**Sección del documento:**
Esta semana, la Agencia Española de Protección de Datos (AEPD) anunció que investiga ciertas plataformas digitales por el uso de “patrones adictivos” para enganchar a los usuarios. La semana anterior, el Ministerio de Transformación Digital anunció el ya célebre ‘pajaporte’, su sistema para controlar el acceso de menores a webs porno. Y el 4 de junio se aprobó el anteproyecto de ley de protección de menores en los entornos digitales.

Son acciones aparentemente inconexas que en realidad tienen mucho que ver. Todas tienen como prioridad proteger a la infancia de los perjuicios asociados a las pantallas: adicción, violencia, abusos, acoso, vulneración de derechos, daños a la integridad física y psíquica, manipulación, daños psicológicos y emocionales, discriminación, desinformación y un largo etcétera.

Probablemente hay acuerdo en que es necesario atajar estos problemas, pero la manera de abordarlo por las diferentes instituciones es problemática. Los mensajes que se envían a la ciudadanía parecen poner la carga en los usuarios, bajo la premisa de que el móvil tiene la culpa de todo. Por tanto, en el caso de los menores, también la tienen quienes les tutelan -los padres y profesores- por dejarles acceder a estos dispositivos que parece cargar el diablo.

[Registros extraídos]
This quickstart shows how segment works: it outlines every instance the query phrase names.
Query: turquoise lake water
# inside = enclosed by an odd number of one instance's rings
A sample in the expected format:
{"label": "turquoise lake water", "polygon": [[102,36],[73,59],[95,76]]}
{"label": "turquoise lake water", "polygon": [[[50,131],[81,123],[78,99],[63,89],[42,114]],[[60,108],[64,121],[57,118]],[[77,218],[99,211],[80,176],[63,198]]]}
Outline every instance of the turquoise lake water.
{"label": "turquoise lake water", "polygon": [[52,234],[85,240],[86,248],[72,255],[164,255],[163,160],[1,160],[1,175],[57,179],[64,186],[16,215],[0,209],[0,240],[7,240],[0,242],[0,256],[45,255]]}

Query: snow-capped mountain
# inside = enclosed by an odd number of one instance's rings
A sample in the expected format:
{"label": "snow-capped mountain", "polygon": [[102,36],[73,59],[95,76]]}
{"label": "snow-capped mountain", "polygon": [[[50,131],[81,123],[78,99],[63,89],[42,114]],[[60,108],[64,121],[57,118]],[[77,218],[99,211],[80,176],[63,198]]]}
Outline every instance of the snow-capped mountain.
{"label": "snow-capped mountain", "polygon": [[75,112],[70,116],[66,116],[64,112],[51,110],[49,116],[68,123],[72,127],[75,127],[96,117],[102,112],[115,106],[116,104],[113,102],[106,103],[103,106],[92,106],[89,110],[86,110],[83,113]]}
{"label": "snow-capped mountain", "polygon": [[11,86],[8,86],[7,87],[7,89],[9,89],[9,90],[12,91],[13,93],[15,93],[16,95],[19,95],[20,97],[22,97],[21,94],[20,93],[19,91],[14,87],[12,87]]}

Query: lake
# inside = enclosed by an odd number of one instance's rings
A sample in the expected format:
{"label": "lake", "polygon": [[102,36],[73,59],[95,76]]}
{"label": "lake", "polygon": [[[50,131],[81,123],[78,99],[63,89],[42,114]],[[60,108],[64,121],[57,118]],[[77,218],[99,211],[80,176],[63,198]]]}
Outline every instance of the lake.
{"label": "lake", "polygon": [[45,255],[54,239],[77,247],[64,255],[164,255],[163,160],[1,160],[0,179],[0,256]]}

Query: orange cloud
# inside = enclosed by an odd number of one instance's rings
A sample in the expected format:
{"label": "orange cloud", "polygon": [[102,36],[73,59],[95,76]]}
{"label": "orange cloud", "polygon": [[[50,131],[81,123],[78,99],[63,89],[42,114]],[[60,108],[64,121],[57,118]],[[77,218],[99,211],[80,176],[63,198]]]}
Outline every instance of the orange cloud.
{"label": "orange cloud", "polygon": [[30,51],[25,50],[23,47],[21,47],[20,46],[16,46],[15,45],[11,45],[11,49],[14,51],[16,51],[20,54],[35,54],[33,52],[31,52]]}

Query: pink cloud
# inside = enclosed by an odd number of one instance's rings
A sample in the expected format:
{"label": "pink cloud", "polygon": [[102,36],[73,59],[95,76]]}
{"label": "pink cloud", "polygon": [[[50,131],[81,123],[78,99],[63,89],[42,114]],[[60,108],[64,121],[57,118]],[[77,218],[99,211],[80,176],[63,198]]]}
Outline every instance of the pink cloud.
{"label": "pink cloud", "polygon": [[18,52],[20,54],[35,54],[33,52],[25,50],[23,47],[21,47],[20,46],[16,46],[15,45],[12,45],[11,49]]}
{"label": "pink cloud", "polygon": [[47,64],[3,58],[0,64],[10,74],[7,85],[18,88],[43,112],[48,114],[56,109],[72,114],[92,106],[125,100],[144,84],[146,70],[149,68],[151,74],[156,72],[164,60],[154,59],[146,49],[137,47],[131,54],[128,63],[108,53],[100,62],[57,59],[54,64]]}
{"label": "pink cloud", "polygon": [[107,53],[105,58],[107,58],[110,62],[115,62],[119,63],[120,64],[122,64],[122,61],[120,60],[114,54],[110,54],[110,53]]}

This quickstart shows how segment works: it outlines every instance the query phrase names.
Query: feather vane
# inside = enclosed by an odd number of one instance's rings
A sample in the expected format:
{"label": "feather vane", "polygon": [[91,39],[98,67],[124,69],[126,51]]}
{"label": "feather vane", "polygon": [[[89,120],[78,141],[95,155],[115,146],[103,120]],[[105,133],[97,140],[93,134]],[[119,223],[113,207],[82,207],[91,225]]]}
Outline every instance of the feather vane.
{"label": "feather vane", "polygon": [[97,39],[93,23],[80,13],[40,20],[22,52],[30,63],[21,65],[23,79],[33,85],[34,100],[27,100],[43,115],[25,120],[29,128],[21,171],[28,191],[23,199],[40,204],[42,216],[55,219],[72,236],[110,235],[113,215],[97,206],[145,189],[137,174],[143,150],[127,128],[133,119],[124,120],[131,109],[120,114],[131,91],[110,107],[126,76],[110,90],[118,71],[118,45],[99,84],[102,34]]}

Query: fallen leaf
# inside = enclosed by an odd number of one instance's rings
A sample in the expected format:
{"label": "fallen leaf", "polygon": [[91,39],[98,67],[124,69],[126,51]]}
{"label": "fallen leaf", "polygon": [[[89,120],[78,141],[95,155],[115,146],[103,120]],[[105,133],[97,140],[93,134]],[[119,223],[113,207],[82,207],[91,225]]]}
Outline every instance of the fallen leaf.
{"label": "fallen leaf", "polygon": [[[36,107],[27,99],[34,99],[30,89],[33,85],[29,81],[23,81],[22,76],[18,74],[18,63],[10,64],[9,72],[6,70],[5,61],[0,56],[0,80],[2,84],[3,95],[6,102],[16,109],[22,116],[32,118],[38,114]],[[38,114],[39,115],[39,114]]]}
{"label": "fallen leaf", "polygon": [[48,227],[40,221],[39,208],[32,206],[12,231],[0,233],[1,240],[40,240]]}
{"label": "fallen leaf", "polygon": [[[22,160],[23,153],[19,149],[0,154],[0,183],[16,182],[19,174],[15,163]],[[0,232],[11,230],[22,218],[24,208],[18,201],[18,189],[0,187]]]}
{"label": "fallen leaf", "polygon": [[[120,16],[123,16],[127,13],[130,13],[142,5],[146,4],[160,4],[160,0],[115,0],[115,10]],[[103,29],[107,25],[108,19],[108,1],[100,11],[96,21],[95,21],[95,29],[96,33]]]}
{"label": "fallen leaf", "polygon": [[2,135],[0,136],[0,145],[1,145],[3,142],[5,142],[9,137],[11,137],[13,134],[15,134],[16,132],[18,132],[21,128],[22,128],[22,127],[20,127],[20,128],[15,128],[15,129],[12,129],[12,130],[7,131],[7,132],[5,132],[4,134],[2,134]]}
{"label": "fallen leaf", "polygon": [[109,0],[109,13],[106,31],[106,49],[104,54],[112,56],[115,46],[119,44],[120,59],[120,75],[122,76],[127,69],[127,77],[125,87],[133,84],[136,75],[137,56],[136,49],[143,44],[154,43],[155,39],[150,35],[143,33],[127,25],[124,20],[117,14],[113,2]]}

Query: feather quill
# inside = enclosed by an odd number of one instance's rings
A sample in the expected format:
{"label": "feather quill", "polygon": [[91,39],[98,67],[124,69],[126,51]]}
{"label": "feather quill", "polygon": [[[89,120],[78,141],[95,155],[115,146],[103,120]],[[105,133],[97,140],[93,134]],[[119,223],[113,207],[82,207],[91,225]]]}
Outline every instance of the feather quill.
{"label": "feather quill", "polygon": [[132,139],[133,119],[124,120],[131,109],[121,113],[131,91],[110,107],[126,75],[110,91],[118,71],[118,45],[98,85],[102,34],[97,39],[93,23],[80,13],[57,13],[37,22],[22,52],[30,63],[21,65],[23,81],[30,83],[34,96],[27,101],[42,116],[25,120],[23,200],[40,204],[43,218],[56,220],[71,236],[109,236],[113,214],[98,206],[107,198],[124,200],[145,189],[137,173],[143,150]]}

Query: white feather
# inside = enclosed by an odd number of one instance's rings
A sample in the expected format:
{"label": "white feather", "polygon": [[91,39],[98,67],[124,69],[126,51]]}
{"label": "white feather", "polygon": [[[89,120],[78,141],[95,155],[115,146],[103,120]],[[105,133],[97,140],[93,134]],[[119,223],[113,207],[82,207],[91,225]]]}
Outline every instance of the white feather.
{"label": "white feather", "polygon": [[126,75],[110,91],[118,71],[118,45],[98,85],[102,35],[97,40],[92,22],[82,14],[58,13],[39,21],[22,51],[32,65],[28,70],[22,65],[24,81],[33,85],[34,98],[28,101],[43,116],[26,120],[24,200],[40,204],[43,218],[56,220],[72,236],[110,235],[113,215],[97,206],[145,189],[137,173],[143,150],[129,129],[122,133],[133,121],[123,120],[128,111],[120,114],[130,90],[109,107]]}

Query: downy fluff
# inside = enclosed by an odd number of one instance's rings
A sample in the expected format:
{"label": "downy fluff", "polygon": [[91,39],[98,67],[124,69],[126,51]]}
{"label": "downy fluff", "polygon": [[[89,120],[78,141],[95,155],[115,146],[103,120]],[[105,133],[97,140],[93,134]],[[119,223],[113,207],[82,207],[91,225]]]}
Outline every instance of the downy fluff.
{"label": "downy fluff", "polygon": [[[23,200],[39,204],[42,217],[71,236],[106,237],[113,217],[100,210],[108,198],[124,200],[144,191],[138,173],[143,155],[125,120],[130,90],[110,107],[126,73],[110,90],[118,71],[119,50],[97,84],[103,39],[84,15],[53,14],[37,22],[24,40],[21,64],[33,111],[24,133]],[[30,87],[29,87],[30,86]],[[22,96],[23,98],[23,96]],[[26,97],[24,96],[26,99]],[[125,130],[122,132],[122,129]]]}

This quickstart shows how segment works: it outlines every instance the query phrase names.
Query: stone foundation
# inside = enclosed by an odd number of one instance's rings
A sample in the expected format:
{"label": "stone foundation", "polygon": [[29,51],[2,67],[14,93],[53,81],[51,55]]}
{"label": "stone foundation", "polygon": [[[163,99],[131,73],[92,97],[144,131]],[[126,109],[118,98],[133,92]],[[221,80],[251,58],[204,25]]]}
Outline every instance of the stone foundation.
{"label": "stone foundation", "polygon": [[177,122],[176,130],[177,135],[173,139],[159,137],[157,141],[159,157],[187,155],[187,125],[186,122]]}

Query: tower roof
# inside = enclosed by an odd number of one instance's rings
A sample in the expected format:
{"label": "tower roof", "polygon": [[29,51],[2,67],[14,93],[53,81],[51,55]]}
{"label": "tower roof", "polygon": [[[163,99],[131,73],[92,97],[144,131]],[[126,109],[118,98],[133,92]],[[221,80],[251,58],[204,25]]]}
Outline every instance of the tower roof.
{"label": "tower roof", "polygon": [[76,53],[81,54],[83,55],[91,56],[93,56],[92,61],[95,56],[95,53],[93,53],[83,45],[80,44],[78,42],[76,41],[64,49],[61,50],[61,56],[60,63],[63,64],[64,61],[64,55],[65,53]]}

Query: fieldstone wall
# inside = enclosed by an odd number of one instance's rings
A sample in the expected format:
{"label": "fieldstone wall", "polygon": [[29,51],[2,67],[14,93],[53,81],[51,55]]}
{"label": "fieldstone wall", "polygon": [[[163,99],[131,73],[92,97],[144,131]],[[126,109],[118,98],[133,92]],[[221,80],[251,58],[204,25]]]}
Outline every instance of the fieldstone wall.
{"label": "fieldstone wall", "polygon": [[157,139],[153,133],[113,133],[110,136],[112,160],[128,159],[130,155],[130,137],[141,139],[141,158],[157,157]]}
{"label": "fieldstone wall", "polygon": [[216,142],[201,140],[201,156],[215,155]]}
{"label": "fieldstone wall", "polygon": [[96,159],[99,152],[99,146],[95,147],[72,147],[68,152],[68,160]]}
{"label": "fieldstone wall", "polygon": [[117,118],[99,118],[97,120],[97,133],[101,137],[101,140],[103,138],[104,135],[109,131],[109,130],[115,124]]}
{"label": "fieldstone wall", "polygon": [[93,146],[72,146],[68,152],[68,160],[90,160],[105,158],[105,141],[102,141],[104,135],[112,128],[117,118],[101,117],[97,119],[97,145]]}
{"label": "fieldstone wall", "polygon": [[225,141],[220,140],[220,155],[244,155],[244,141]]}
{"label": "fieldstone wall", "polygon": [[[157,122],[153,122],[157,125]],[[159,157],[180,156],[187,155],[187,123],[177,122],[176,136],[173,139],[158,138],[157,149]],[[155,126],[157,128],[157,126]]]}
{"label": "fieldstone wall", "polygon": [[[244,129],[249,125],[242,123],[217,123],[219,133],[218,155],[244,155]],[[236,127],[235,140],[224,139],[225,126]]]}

**Instrucción dada 1:**
¿Puedes copiar completo y sin ningún cambio el texto sobre la protección de los menores frente a las pantallas?
**Instrucción dada 2:**
¿Puedes repetir literalmente, y solo eso, todo el tramo del listado que va desde la línea que contiene "Query: downy fluff" hasta la que contiene "Outline every instance of the downy fluff.", ambas incluidas?
El texto y el listado son independientes entre sí.

**Respuesta final 1:**
Esta semana, la Agencia Española de Protección de Datos (AEPD) anunció que investiga ciertas plataformas digitales por el uso de “patrones adictivos” para enganchar a los usuarios. La semana anterior, el Ministerio de Transformación Digital anunció el ya célebre ‘pajaporte’, su sistema para controlar el acceso de menores a webs porno. Y el 4 de junio se aprobó el anteproyecto de ley de protección de menores en los entornos digitales.

Son acciones aparentemente inconexas que en realidad tienen mucho que ver. Todas tienen como prioridad proteger a la infancia de los perjuicios asociados a las pantallas: adicción, violencia, abusos, acoso, vulneración de derechos, daños a la integridad física y psíquica, manipulación, daños psicológicos y emocionales, discriminación, desinformación y un largo etcétera.

Probablemente hay acuerdo en que es necesario atajar estos problemas, pero la manera de abordarlo por las diferentes instituciones es problemática. Los mensajes que se envían a la ciudadanía parecen poner la carga en los usuarios, bajo la premisa de que el móvil tiene la culpa de todo. Por tanto, en el caso de los menores, también la tienen quienes les tutelan -los padres y profesores- por dejarles acceder a estos dispositivos que parece cargar el diablo.

**Respuesta final 2:**
Query: downy fluff
# inside = enclosed by an odd number of one instance's rings
A sample in the expected format:
{"label": "downy fluff", "polygon": [[91,39],[98,67],[124,69],[126,51]]}
{"label": "downy fluff", "polygon": [[[89,120],[78,141],[95,155],[115,146],[103,120]],[[105,133],[97,140],[93,134]],[[119,223],[113,207],[82,207],[91,225]]]}
Outline every instance of the downy fluff.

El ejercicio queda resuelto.